What to work on
Your answer must be the full listing, word for word, with no images in it.

::::::

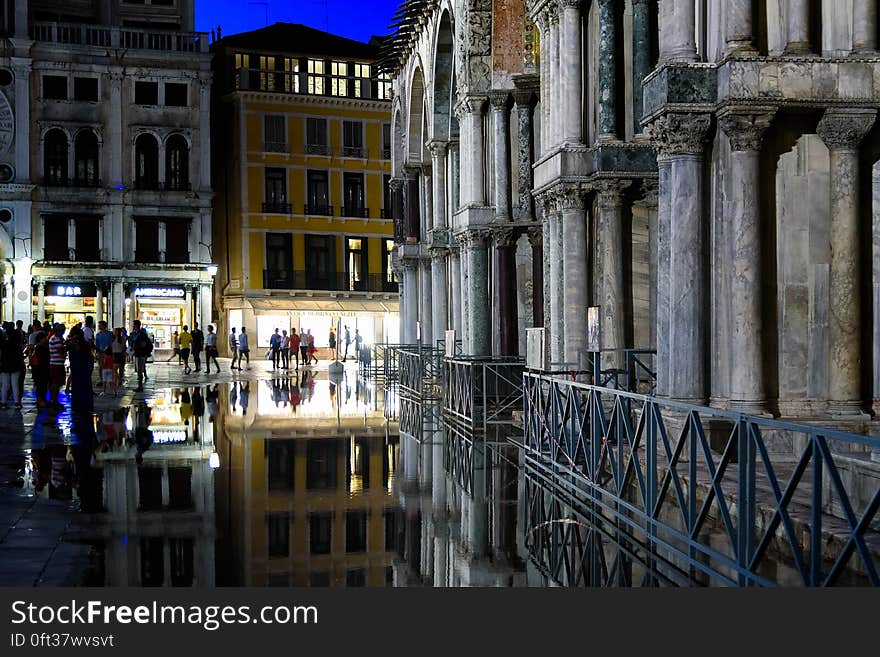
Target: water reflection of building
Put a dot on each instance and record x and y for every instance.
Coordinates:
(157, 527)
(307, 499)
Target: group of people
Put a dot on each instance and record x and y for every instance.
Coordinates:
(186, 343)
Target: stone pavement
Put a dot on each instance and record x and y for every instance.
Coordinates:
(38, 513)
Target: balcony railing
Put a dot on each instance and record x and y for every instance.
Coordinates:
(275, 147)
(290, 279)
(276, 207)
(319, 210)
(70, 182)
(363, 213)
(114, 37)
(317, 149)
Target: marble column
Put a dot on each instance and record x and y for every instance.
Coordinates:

::::::

Response to this exercise
Target: water reflection of building
Put a dot on each instance and record x and y for every instance.
Coordinates:
(157, 527)
(307, 499)
Target: group of people
Put a dot on each instance and record x and y for every instance.
Coordinates:
(186, 343)
Target: stone pavement
Put a dot on each instance and record x and y for every instance.
Coordinates:
(38, 513)
Target: balcony railing
Put a dot on each instance and record x and y for every instance.
Coordinates:
(275, 147)
(290, 279)
(276, 207)
(319, 210)
(70, 182)
(363, 213)
(114, 37)
(317, 149)
Target: marble column
Put a dot on each instance and record x and y for every instance.
Coordinates:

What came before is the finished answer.